### What to do
1) Answer these questions about the hit-and-run passage.
(a) Which section of South Carolina law sets out what drivers must do after an accident involving another person?
(b) What is the maximum sentence when a hit and run causes great bodily injury but not death?
(c) Which agency may revoke the driver's license of a person charged under these provisions?
2) Write the next part of the hit-and-run passage, continuing after its final sentence.

### Passage to read
.....

If you have been injured in a car accident, the other driver is required by law to stop. However, this does not always happen. More often than you might think, the at-fault driver will flee the scene and thus commit a hit and run offense. There are a variety of reasons someone may flee the scene—from driving drunk, being an underage driver or driving without a license, being unable to afford paying for damages in a wreck—the list goes on.
South Carolina Law Establishes A Duty To Give Information And Render Aid
In South Carolina, section 56-5-1230 enumerates the requirements for drivers involved in a car accident with another person. The law requires a driver involved in a car accident to stop at the scene of the accident or as close as possible. Additionally, the driver must give his or her name, address and registration number (and driver’s license if requested and available to do so). Finally, the driver must render reasonable assistance to any person injured in the accident. This is required regardless of who caused the actual accident. If a person fails to do so then he or she may be charged with violating one of the various hit and run laws.
The 3 Main Types Of Hit And Run Charges Where A Person Is Injured
There are a range of penalties for hit and run charges in South Carolina, depending on the circumstances of the case, including the extent of the victim’s injuries. Section 56-5-1210 provides that a person may be charged with the following:
- A misdemeanor, which carries a minimum of 30 days and maximum of one year, when injury results from a hit and run (but not great bodily injury or death);
- A felony, which carries a minimum of 30 days and a maximum of 10 years, when great bodily injury occurs (but not death); or
- A felony, which carries a minimum of one year and a maximum of 25 years, when death results.
As you can see, the penalties for hit and run range from 30 days in jail to 25 years in prison varying on whether the charge is a misdemeanor or a specific felony. The driver may also be charged with an additional crime, such as driving under the influence (DUI) or reckless driving, depending on the facts. In addition, a person charged under any of these provisions could also face hefty fines and have the Department of Motor Vehicles (DMV) revoke his or her driver’s license. The driver may also face a civil lawsuit for the damages and personal injuries of the other party.

.....

### Source material
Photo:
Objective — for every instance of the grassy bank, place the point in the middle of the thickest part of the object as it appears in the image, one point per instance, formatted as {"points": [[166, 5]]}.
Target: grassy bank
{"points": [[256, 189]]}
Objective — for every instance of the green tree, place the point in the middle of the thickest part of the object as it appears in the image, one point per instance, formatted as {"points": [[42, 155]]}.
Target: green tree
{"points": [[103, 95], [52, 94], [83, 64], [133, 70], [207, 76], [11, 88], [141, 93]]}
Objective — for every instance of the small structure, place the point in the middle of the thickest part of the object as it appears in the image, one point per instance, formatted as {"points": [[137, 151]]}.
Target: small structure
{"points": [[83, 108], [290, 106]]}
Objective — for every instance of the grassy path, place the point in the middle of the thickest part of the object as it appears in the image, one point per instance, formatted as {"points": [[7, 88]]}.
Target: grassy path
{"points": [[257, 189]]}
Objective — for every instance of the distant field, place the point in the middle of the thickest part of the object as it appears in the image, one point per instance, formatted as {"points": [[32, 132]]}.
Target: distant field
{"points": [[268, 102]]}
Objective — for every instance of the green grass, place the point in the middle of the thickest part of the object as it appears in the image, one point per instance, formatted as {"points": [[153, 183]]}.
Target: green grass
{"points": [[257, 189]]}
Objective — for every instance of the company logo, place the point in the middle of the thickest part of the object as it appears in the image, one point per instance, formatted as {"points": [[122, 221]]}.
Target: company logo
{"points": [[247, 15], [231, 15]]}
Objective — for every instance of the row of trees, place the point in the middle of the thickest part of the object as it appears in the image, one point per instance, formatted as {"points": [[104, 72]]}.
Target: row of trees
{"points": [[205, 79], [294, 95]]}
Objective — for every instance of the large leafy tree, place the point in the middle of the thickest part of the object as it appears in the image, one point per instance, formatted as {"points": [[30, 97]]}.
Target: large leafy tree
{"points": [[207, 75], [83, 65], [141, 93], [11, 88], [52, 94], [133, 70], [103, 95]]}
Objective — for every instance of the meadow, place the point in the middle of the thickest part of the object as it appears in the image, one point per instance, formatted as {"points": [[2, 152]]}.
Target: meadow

.....

### Task answers
1)
(a) Section 56-5-1230
(b) 10 years
(c) The Department of Motor Vehicles (DMV)

2)
Victims Of Hit And Run Accidents In South Carolina May Still Be Able To Recover Damages
If you have been injured during a car accident and the other driver leaves the scene, all hope of recovery is not lost. Here are a few helpful tips to keep in mind if you are a victim of a hit and run:
- Call the police immediately to the scene of the accident. The police will take a report, canvas the area and help collect any evidence which will help identify the other driver. For example, did the driver flee on foot and leave his or her vehicle on scene?
- Preserve. Preserve. Preserve. Take photographs, determine if there were any witnesses or cameras on scene that may help identify the driver.
- Seek medical assistance right away if you have been injured. Oftentimes, after an accident your adrenaline is pumping and you may think that you do not need medical attention. This can be detrimental to your health and a future personal injury claim if you delay seeking medical treatment and end up needing it after your adrenaline has died down.
- Call an experienced personal injury lawyer immediately. Insurance companies are in the business of not giving you the maximum compensation you deserve for your injuries. As long time trial attorneys at Young and Young, we have the experience to fight for the compensation you deserve.
How Can A Victim Recover Damages From A Hit And Run Accident?
By following the steps above, you are increasing the chances of locating the driver of the hit and run tremendously. By hiring an experienced personal injury firm such as Young and Young, we will immediately get to work on hiring an expert (if necessary), following up with law enforcement’s investigation and seeking other ways to help you identify the driver. Thus, increasing your ability to file a claim against the driver if identified or the at-fault’s insurer. If you have the proper coverage then our firm may be able to explore the option of having your insurer cover you in the event the at-fault driver is not located.